• _Raw records_
********************

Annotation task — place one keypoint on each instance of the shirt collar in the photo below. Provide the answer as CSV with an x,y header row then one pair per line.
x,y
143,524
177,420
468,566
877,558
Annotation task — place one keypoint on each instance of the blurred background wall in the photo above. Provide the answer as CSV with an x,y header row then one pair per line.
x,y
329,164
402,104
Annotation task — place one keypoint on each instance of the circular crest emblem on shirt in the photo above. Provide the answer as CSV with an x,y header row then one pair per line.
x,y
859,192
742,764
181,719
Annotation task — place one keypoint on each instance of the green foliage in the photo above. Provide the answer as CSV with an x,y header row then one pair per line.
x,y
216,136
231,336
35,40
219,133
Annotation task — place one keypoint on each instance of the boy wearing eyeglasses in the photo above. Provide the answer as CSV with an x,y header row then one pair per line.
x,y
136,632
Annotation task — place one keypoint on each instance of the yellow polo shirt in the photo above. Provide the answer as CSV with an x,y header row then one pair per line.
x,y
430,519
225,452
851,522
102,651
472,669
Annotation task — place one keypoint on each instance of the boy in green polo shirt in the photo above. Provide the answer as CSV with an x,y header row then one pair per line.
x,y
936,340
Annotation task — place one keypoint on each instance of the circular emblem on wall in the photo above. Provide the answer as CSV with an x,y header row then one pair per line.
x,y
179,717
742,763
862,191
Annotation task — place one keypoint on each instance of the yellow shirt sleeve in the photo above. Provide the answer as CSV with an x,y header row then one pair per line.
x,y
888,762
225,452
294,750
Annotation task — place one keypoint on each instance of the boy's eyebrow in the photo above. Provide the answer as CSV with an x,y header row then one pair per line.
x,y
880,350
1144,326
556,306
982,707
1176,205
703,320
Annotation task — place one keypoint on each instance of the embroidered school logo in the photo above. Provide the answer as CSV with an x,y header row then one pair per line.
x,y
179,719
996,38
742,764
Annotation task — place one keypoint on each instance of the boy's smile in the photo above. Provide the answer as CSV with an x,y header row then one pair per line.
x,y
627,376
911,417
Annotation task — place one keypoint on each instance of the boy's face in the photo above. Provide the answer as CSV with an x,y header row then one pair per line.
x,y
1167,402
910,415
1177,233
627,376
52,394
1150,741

********************

• _Instructions to follow_
Transcribe all of the material exactly. Omit nothing.

• _Answer below_
Annotation task — place one keypoint on each instance of the shirt collar in the photo below. Provide the answer as CSV with an x,y header row then one pair per line.
x,y
143,524
177,420
468,566
877,558
Annotation task — place one keypoint on each instance of the blurred background wall in the photo above. Provide the answer as CSV with an x,y header row then one pair per line.
x,y
329,164
402,104
Annotation task — place one keypoint on each instance of the circular crest emblem on shirt in the photo above. Provide the answer as CSV with an x,y header row then one pair per line.
x,y
859,192
742,764
181,719
Annotation task — place one keypoint on each instance of the green foliage in the photo above. Provide the answer as CSV with an x,y header row then one pair per line.
x,y
216,136
231,336
35,40
219,133
Annotation task — place one keypoint on each instance of the boy wearing eyeglasses in the photo above. Provide the answer as CSV with an x,y header row then one pair per line.
x,y
136,632
Annotation task — place one keypoint on each instance of the yellow polo shirt in the photo above. Provide the answer as CSV with an x,y header row then one pair per line.
x,y
430,519
225,452
851,522
102,651
472,669
Annotation task — place one keypoint on each instance of the boy in green polo shirt in the photo above. Provide the answer as CSV with an x,y header row then one pair per line.
x,y
936,340
Annotation task — place one keypoint on each instance of the circular emblem on wall in the photo above. Provide the answer as CSV with an x,y header row then one pair per line.
x,y
179,717
742,763
862,191
Annotation task — place one keypoint on each instance of the yellow shirt sleeve in the photo above. Provide the answer as CSV with an x,y header row then one pair per line.
x,y
888,762
225,452
294,750
Annotation task — place one keypoint on each instance of the boy's eyebrow in the photo above. Provide the answer as CSV with an x,y header row then one pair per line.
x,y
880,350
1144,326
556,306
982,707
1176,205
703,320
Annotation task — place one keypoint on each instance of the embroidered school logo in the photo above. Provide the answer as CSV with an x,y header row then one pair per line.
x,y
179,719
996,38
742,764
Annotation task — place one keypoint on each instance of the boy's smile in the photo above. Provide the answer as CSV with an x,y header row then one pair per line.
x,y
627,376
911,417
Annotation task — place one keypoint on each instance of the boy's face in the photo above. Provide the answer as CSV with an x,y header row then one pair per line.
x,y
1167,402
910,415
1177,233
627,376
52,394
1150,741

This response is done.